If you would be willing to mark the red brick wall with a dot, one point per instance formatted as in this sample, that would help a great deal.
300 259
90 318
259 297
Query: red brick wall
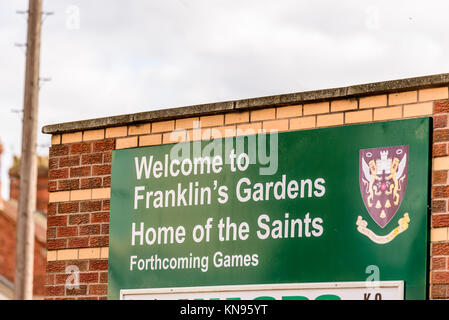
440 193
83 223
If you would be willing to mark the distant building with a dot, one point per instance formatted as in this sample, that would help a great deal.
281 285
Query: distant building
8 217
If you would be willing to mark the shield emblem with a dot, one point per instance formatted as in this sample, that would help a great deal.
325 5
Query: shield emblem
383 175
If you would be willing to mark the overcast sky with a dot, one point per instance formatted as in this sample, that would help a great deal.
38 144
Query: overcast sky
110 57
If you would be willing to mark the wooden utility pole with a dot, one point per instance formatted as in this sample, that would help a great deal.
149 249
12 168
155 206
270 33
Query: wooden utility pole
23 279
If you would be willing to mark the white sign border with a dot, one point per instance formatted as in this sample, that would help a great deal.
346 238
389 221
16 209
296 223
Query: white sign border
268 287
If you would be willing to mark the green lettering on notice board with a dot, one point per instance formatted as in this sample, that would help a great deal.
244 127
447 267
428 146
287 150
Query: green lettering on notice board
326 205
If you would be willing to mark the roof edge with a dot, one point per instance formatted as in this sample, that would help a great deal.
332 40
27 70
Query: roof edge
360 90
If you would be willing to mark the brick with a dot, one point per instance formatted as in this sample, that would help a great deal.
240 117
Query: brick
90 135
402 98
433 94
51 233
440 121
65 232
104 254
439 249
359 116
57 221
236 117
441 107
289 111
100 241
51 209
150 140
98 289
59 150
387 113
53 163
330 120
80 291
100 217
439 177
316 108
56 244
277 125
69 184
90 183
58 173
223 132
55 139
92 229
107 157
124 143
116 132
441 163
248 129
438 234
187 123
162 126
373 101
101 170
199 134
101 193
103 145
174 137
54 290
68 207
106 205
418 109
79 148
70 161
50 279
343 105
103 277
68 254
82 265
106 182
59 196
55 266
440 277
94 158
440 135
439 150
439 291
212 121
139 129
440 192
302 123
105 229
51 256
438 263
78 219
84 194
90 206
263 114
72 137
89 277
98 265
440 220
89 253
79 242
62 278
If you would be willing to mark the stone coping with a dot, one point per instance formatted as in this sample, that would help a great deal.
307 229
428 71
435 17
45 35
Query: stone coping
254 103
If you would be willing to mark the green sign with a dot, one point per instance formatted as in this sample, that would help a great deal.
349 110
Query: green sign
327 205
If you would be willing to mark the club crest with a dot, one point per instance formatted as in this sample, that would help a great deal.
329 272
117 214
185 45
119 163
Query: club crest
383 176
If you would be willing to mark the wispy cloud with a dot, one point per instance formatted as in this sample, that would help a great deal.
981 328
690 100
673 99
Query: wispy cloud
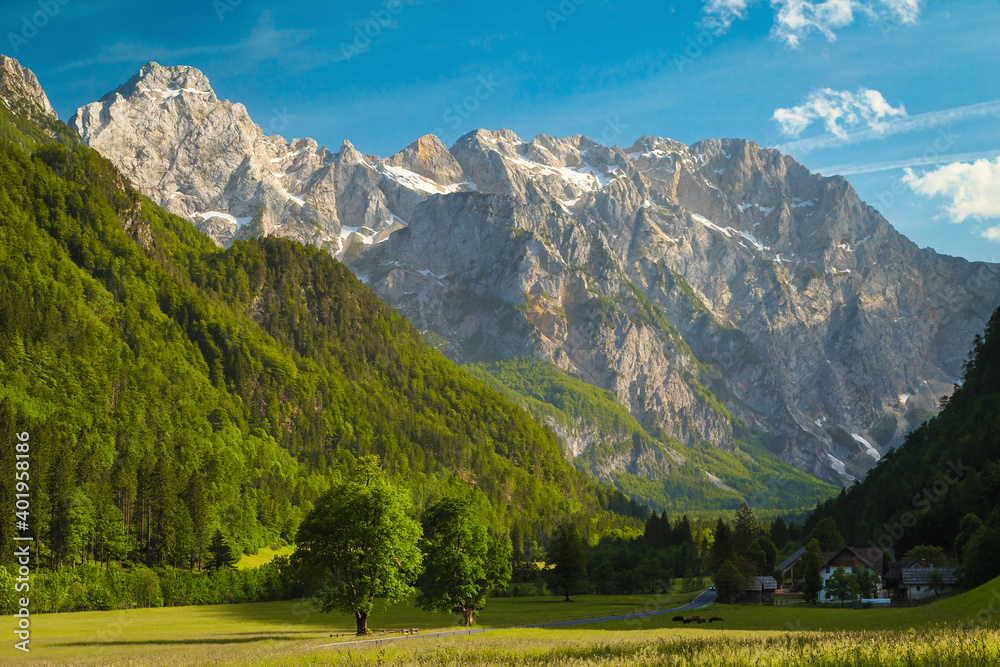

- - - -

- _TASK REQUIREMENTS_
Return the material unchanged, from the line holding "If you would be willing to mark the green sign" through the end of the material, both ends included, and omit the pictures.

- _ANSWER TO THIS TASK_
If you would be willing to mark the green sign with a dot, one point per instance formatted as in this sample, that would help a great deal.
349 110
Query: green sign
327 205
If you would be willing to mark the club crest with a dot, one point per instance formatted as in this sample, that would help a great deal.
329 272
117 214
185 45
119 163
Query: club crest
383 176
If you would be willing to mark the wispy cloud with a dot, one point per instance formatted as in this sample, that would help a great deal.
981 328
690 100
673 99
Query: wispy cloud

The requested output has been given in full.